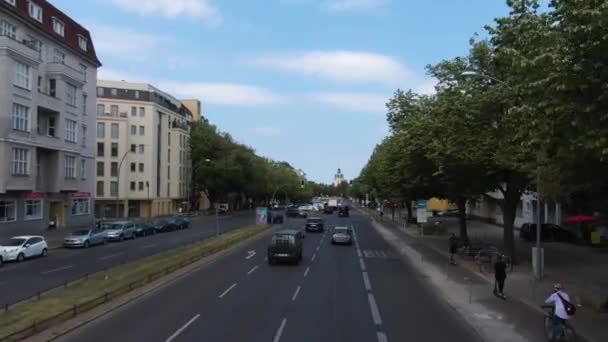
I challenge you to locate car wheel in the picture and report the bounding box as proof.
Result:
[84,240,90,248]
[103,238,108,245]
[268,257,274,265]
[40,248,48,257]
[132,233,137,240]
[0,256,3,267]
[119,235,124,242]
[17,253,25,262]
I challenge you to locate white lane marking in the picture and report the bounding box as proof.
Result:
[247,265,259,275]
[292,286,301,301]
[359,258,367,271]
[316,245,320,251]
[377,331,388,342]
[165,313,200,342]
[218,283,237,298]
[142,244,157,249]
[245,250,256,260]
[311,253,316,262]
[303,266,310,277]
[99,252,124,261]
[41,264,74,275]
[273,318,287,342]
[357,250,362,258]
[368,293,382,325]
[362,271,372,291]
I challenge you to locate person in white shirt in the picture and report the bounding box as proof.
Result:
[543,283,573,334]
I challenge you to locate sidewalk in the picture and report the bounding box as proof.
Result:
[365,208,607,342]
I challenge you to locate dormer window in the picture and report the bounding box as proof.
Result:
[78,35,88,51]
[28,2,43,23]
[4,0,16,6]
[52,18,64,37]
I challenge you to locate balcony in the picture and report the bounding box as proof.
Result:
[46,62,85,85]
[0,35,41,63]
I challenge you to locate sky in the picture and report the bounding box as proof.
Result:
[52,0,510,184]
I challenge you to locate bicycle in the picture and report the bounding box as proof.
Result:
[543,307,576,341]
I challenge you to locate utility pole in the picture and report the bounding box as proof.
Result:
[115,150,132,218]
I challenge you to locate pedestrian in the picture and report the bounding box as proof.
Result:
[494,255,507,299]
[449,233,458,264]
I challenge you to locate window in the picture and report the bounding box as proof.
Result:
[48,116,56,136]
[64,155,76,178]
[130,182,136,191]
[139,163,144,172]
[96,122,105,138]
[110,182,118,196]
[48,78,56,97]
[131,107,137,117]
[80,159,86,179]
[78,35,87,51]
[97,142,104,157]
[96,181,104,197]
[71,198,90,216]
[110,105,118,117]
[52,18,64,37]
[12,148,29,175]
[82,94,87,114]
[81,125,87,146]
[130,163,136,172]
[66,83,77,106]
[28,2,43,22]
[96,161,104,176]
[4,0,16,6]
[131,144,136,153]
[25,199,42,220]
[52,49,65,64]
[139,107,145,117]
[12,103,30,132]
[168,166,171,179]
[168,132,171,146]
[139,126,145,136]
[168,149,171,162]
[97,87,104,96]
[111,143,118,157]
[134,91,140,99]
[110,162,118,177]
[139,181,144,191]
[138,144,144,154]
[79,64,88,82]
[0,201,16,223]
[111,89,117,96]
[14,61,31,90]
[97,104,105,116]
[130,125,136,135]
[64,119,77,142]
[1,20,16,39]
[111,123,119,138]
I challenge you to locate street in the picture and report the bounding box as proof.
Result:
[56,210,480,342]
[0,212,254,306]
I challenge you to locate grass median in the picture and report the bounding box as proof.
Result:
[0,224,271,340]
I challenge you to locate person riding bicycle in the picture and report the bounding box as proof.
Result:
[542,283,573,336]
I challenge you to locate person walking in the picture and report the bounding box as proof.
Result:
[449,233,458,264]
[494,255,507,299]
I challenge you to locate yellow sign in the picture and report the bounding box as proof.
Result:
[591,232,601,245]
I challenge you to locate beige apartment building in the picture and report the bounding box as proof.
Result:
[95,80,192,218]
[180,99,202,122]
[0,0,100,235]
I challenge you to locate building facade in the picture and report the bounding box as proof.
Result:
[95,80,192,218]
[0,0,101,234]
[180,99,202,122]
[333,168,345,187]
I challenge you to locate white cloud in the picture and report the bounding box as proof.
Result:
[250,126,282,137]
[108,0,222,27]
[252,50,412,86]
[323,0,386,11]
[88,24,170,62]
[311,92,388,112]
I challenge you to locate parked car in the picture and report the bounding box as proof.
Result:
[150,218,175,233]
[134,221,158,236]
[104,221,137,241]
[167,217,189,230]
[175,216,191,229]
[331,226,353,245]
[305,217,325,232]
[267,229,304,265]
[0,236,48,262]
[520,223,579,243]
[0,248,6,267]
[64,228,107,248]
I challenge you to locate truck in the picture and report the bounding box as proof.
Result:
[327,199,339,209]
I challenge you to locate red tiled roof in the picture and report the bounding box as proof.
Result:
[1,0,101,66]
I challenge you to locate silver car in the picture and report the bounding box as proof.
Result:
[64,228,107,248]
[331,226,353,245]
[104,221,137,241]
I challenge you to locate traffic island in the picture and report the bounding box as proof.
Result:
[0,225,271,342]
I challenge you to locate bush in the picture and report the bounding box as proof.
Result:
[422,222,448,236]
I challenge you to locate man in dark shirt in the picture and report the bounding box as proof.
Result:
[494,255,507,299]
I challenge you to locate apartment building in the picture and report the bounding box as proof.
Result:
[0,0,101,234]
[180,99,202,122]
[95,80,192,218]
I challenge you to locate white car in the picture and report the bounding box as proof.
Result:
----
Every line of the records must come back unchanged, except that pictures are dropped.

▸ Task output:
I challenge you to locate car wheel in the picture and report the bounding box as proof.
Result:
[84,240,90,248]
[103,238,108,245]
[268,257,274,265]
[40,248,48,257]
[132,233,137,240]
[0,256,3,267]
[119,235,124,242]
[17,253,25,262]
I challenge you to locate white lane marking in the picture and report the bounding box as proof.
Result:
[247,265,259,275]
[292,286,301,301]
[359,258,367,271]
[316,245,320,251]
[377,331,388,342]
[165,313,200,342]
[218,283,237,298]
[142,244,157,249]
[245,250,256,260]
[311,253,316,262]
[303,266,310,277]
[99,252,124,261]
[41,264,74,275]
[273,318,287,342]
[357,250,362,258]
[368,293,382,325]
[362,271,372,291]
I challenge you to locate person in white shirt in the picture and report the bounding box as proof.
Result:
[543,283,573,334]
I challenge you to locate sidewalk in the picture and report the bounding box as proof.
Result:
[365,208,607,342]
I challenge you to locate dormer window in the picture and report the bounding box as proof.
Result:
[78,35,88,51]
[28,2,43,23]
[4,0,16,6]
[52,18,64,37]
I challenge you to locate balcony in the picture and report the bounding box as proof.
Result:
[46,62,85,85]
[0,35,41,63]
I challenge you to locate sky in the picture and report the bounding box as proof.
Result:
[52,0,510,184]
I challenge you to locate bicycle in the picture and report the bounding box as proof.
Result:
[543,307,576,341]
I challenge you to locate utility pole in the picture and report the bounding box as proof.
Result:
[115,150,132,218]
I challenge you to locate pedestrian in the picture and report the bounding box as proof.
Result:
[494,255,507,299]
[449,233,458,264]
I challenge you to locate window in the picture and report the bounding box as proof.
Result:
[48,116,56,136]
[64,155,76,178]
[130,182,136,191]
[139,163,144,172]
[96,122,105,138]
[110,182,118,196]
[48,78,56,97]
[131,107,137,117]
[80,159,86,179]
[78,35,87,51]
[97,142,104,157]
[96,181,104,197]
[71,198,90,216]
[110,105,118,117]
[52,18,64,37]
[12,148,29,175]
[82,94,87,114]
[81,125,87,146]
[130,163,136,172]
[66,83,77,106]
[28,2,43,22]
[96,161,104,176]
[4,0,16,6]
[131,144,136,153]
[25,199,42,220]
[52,49,65,64]
[139,107,145,117]
[12,103,30,132]
[168,166,171,179]
[168,132,171,146]
[139,126,145,136]
[168,149,171,162]
[97,87,104,96]
[111,143,118,157]
[134,91,140,99]
[110,162,118,177]
[139,181,144,191]
[138,144,144,154]
[79,64,88,82]
[0,201,16,223]
[111,89,117,96]
[14,61,31,90]
[97,104,105,116]
[130,125,136,135]
[64,119,77,142]
[1,20,16,39]
[111,123,119,138]
I challenge you to locate street in the picture and report the bounding box as proof.
Result:
[56,210,480,342]
[0,212,254,306]
I challenge you to locate grass median in the picture and report the bounding box as proof.
Result:
[0,224,271,340]
I challenge you to locate person riding bicycle in the picture and report the bounding box as proof.
Result:
[542,283,573,336]
I challenge you to locate person walking in the picture and report the bounding box as proof.
Result:
[449,233,458,264]
[494,255,507,299]
I challenge you to locate yellow sign in the picture and report the bounding box as proof.
Result:
[591,232,601,245]
I challenge you to locate beige apartment building in the picture and report the bounding box as proof.
Result:
[95,80,192,218]
[180,99,202,122]
[0,0,100,235]
I challenge you to locate building facade in the picture and report the bounding box as proof.
Result:
[95,80,192,218]
[0,0,101,234]
[180,99,202,122]
[333,168,345,187]
I challenge you to locate white cloud in the picture and report the bounding box as proof.
Result:
[250,126,282,137]
[108,0,222,27]
[252,50,412,86]
[323,0,386,11]
[88,24,170,62]
[311,92,388,112]
I challenge you to locate parked car in the picture and report the bounding box as proof.
Result:
[150,218,175,233]
[134,221,158,236]
[104,221,137,241]
[167,217,189,230]
[175,216,191,229]
[331,226,353,245]
[305,217,325,232]
[267,229,304,265]
[0,236,48,262]
[520,223,579,243]
[0,248,6,267]
[64,228,107,248]
I challenge you to locate truck in the picture and report the bounding box as proof.
Result:
[327,199,339,209]
I challenge you to locate red tiled roof in the picture and report the bounding box as proof.
Result:
[1,0,101,66]
I challenge you to locate silver car in the picture and report the bounding box as proof.
Result:
[64,228,107,248]
[331,226,353,245]
[104,221,137,241]
I challenge you to locate traffic island in the picture and report the bounding box as proof.
Result:
[0,225,271,342]
I challenge you to locate bush in the picture and report the bounding box as proof.
Result:
[422,222,448,236]
I challenge you to locate man in dark shirt in the picture and report the bounding box as proof.
Result:
[494,255,507,299]
I challenge you to locate apartment building in the picture and report the bounding box as proof.
Result:
[0,0,101,234]
[180,99,202,122]
[95,80,192,218]
I challenge you to locate white car in the picture and report the bounding box as proof.
Result:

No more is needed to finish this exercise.